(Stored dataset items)
— start —

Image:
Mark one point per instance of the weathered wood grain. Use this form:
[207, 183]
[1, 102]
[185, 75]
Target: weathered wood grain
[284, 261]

— end —

§ **What this task involves**
Write out all of the lines above again, requests included. Scale each point coordinate in the answers by 2.35 and round to the nearest whole number, with halves going up. Keep every number in the requests as it is.

§ **Full response**
Image:
Mark one point per instance of the weathered wood grain. Use this form:
[207, 183]
[1, 102]
[185, 75]
Target: weathered wood grain
[667, 613]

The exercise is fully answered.